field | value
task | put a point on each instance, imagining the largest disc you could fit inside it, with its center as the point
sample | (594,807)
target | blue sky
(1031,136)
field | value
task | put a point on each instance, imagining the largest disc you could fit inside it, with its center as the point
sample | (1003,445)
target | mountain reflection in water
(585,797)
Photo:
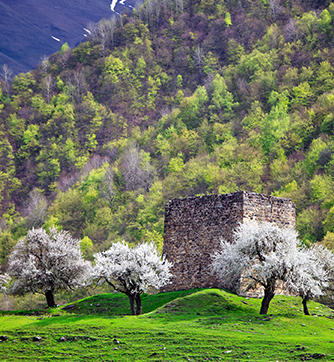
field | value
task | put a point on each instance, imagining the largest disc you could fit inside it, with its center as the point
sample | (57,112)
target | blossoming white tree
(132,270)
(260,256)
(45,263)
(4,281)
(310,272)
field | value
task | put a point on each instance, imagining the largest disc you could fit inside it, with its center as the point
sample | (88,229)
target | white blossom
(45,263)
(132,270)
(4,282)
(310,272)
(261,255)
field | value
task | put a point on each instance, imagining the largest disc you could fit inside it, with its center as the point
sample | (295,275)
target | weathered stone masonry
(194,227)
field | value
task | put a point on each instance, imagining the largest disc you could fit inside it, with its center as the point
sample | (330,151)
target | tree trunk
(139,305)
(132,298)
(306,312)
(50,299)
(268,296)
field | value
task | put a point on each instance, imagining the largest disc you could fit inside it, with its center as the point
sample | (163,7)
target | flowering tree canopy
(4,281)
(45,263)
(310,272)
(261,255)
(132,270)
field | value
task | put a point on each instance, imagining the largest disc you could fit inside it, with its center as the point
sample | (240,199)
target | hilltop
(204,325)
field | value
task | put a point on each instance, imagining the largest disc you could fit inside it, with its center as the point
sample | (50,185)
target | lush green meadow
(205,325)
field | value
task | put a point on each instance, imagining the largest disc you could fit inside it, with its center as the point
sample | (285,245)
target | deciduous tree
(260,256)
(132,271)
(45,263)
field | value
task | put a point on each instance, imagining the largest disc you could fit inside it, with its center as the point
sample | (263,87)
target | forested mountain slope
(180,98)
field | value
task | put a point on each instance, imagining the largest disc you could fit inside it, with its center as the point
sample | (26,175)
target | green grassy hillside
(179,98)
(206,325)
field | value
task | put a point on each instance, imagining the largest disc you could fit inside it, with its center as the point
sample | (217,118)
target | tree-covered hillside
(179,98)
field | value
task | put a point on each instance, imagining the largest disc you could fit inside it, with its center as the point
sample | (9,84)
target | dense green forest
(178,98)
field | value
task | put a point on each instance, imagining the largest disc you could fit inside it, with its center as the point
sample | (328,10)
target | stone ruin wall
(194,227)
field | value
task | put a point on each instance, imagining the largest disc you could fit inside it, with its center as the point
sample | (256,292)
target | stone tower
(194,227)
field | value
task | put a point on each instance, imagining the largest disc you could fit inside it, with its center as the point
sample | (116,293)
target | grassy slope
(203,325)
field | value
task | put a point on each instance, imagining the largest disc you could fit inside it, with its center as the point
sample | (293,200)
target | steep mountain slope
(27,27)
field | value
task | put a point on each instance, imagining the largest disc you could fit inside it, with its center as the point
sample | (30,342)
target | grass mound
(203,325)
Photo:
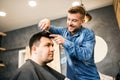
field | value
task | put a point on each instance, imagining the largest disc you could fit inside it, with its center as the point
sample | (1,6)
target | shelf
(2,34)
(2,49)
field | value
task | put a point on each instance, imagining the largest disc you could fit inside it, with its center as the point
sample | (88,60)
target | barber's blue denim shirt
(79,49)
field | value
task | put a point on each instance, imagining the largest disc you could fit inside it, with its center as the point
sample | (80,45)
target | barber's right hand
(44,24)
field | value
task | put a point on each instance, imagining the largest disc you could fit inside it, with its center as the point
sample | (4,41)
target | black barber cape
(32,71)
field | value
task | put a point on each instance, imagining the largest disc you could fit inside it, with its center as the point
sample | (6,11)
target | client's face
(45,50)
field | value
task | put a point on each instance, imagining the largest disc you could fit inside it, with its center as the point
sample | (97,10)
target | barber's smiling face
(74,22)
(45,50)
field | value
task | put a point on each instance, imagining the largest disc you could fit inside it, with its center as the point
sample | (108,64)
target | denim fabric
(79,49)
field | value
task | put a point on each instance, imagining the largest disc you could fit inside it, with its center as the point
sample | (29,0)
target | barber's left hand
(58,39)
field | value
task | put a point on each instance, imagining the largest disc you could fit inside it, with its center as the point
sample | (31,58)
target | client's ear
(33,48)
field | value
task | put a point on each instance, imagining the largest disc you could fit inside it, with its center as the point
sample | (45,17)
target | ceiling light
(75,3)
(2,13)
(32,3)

* * *

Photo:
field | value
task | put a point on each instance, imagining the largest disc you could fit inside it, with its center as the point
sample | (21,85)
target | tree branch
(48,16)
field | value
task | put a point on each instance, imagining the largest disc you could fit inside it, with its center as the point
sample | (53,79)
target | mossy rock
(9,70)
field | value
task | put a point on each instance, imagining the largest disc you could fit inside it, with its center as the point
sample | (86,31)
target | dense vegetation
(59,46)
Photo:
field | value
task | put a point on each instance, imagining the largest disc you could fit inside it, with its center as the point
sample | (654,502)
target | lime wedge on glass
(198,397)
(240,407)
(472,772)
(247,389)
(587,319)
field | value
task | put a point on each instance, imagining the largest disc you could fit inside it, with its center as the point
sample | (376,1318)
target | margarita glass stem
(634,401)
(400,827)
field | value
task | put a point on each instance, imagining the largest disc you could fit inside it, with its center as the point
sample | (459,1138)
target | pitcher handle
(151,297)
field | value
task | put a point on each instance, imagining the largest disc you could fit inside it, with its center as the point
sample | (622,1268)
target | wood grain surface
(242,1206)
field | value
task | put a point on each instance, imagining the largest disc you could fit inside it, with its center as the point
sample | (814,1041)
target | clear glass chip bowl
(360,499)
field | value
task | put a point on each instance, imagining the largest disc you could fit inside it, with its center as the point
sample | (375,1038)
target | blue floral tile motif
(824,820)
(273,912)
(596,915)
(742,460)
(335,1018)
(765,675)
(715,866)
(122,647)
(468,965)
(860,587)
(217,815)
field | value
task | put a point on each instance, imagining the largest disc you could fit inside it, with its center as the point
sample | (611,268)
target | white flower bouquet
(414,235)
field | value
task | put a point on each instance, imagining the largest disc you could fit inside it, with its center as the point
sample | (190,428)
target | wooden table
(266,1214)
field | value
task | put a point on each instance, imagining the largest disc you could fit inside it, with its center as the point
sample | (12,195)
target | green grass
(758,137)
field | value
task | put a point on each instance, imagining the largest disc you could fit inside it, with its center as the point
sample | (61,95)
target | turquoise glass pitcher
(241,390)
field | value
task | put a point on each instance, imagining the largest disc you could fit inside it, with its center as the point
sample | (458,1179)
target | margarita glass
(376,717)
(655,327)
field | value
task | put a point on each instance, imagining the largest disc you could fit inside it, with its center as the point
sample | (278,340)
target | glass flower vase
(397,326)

* * *

List every line in the records above that contains the string "mountain", matching case exactly.

target | mountain reflection in water
target | forested mountain slope
target | steep mountain slope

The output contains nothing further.